◆ Information shown:
▽
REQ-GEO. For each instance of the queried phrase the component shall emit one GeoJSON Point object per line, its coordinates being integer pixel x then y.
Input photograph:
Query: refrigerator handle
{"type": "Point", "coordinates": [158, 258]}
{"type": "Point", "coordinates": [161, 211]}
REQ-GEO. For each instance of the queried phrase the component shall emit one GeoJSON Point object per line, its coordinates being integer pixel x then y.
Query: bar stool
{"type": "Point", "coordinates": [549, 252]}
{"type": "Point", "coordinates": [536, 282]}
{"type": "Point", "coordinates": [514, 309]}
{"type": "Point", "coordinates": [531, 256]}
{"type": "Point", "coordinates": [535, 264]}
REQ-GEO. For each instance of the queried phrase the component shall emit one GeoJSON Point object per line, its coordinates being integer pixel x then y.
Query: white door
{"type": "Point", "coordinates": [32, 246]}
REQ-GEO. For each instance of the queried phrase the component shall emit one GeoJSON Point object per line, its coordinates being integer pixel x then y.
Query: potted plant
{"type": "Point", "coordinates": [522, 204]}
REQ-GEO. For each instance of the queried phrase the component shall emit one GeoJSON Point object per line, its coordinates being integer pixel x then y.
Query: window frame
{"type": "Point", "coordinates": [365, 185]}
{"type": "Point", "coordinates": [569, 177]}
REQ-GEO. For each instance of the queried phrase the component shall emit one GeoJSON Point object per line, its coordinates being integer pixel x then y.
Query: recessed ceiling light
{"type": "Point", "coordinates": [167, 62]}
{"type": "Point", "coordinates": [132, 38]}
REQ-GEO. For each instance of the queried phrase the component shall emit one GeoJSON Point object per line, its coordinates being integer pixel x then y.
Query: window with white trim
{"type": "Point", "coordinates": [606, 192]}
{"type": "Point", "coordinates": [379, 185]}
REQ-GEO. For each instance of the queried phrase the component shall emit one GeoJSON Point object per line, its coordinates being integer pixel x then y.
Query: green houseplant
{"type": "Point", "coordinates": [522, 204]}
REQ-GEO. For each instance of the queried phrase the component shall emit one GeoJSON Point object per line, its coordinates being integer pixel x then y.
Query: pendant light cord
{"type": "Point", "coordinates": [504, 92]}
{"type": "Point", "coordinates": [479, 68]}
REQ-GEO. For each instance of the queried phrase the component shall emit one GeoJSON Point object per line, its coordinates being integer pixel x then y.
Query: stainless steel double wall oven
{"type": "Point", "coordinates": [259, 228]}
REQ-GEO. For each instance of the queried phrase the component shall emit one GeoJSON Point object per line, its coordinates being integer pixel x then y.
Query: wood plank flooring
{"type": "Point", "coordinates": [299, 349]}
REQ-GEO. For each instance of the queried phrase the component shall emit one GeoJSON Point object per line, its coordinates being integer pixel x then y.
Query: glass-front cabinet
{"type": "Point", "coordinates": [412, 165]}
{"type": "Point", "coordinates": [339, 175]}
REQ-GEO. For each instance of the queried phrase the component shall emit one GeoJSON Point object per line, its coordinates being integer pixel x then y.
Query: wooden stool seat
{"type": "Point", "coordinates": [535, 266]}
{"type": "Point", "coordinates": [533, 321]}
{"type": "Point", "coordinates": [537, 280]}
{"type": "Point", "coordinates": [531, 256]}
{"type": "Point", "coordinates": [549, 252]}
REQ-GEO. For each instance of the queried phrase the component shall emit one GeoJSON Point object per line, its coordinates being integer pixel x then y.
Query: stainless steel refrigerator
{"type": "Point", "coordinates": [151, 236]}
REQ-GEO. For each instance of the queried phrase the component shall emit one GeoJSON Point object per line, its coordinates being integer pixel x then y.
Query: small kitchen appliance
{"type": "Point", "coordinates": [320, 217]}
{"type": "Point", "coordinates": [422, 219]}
△
◆ Task requirements:
Repeat every record, keeping each line exactly as it is.

◆ Response area:
REQ-GEO. For each instance of the queried phrase the component shall emit one GeoJSON Point object per line, its coordinates being integer pixel x then y.
Input photograph:
Query: refrigerator handle
{"type": "Point", "coordinates": [158, 258]}
{"type": "Point", "coordinates": [161, 211]}
REQ-GEO. For each instance of the queried phrase the component shall emit one GeoJSON Point object per line, its coordinates being integer pixel x then y.
Query: bar stool
{"type": "Point", "coordinates": [549, 252]}
{"type": "Point", "coordinates": [536, 282]}
{"type": "Point", "coordinates": [514, 309]}
{"type": "Point", "coordinates": [531, 256]}
{"type": "Point", "coordinates": [535, 264]}
REQ-GEO. For each instance of the queried phrase the component shall emit one GeoJSON Point object per line, its coordinates being integer pixel x then y.
Query: white door
{"type": "Point", "coordinates": [32, 246]}
REQ-GEO. For each instance of the queried phrase the component shall emit one GeoJSON Point object per line, its coordinates being integer pixel x then y.
Query: potted plant
{"type": "Point", "coordinates": [522, 204]}
REQ-GEO. For each instance of the queried phrase the component shall emit one GeoJSON Point object per line, its coordinates being integer pixel x then y.
Query: window frame
{"type": "Point", "coordinates": [365, 185]}
{"type": "Point", "coordinates": [569, 177]}
REQ-GEO. For each instance of the queried phrase the component shall emit one GeoJSON Point object per line, its coordinates being integer pixel x then y.
Query: recessed ceiling light
{"type": "Point", "coordinates": [167, 62]}
{"type": "Point", "coordinates": [132, 38]}
REQ-GEO. For each instance of the queried phrase the component shall emit one GeoJSON Point object per line, its coordinates being integer pixel x then y.
Query: window with white trim
{"type": "Point", "coordinates": [606, 192]}
{"type": "Point", "coordinates": [379, 185]}
REQ-GEO. For each instance of the queried phrase the component shall emit one GeoJSON Point object per line, its coordinates being integer pixel x then y.
Query: green houseplant
{"type": "Point", "coordinates": [522, 204]}
REQ-GEO. For each instance of the queried phrase the component shall emit one GeoJSON Point object per line, its coordinates being integer pixel x then y.
Query: pendant light cord
{"type": "Point", "coordinates": [504, 92]}
{"type": "Point", "coordinates": [479, 68]}
REQ-GEO. For each instance of the queried phrase the component shall emit one GeoJSON Point object per line, its coordinates being integer pixel x then y.
Query: stainless steel double wall oven
{"type": "Point", "coordinates": [259, 228]}
REQ-GEO. For each instance of the queried phrase the component shall emit one GeoJSON Point object per line, its coordinates being integer pixel x then y.
Query: wood plank flooring
{"type": "Point", "coordinates": [299, 349]}
REQ-GEO. For each instance of the queried phrase the component shall emit one GeoJSON Point object per line, its coordinates being integer pixel x then y.
Query: glass-front cabinet
{"type": "Point", "coordinates": [412, 165]}
{"type": "Point", "coordinates": [339, 175]}
REQ-GEO. For each instance of the queried phrase the component shall emit one GeoJSON Point object per line, its coordinates being integer pixel x then y.
Query: wooden stool seat
{"type": "Point", "coordinates": [535, 266]}
{"type": "Point", "coordinates": [533, 321]}
{"type": "Point", "coordinates": [537, 280]}
{"type": "Point", "coordinates": [531, 256]}
{"type": "Point", "coordinates": [549, 252]}
REQ-GEO. For each instance of the queried phrase the component shall emit one GeoJSON Point object per line, its coordinates being integer pixel x then y.
Query: stainless steel refrigerator
{"type": "Point", "coordinates": [151, 236]}
REQ-GEO. For each instance of the queried phrase the component shall emit one GeoJSON Point object per line, its coordinates being integer pixel x then y.
Query: small kitchen appliance
{"type": "Point", "coordinates": [320, 217]}
{"type": "Point", "coordinates": [422, 219]}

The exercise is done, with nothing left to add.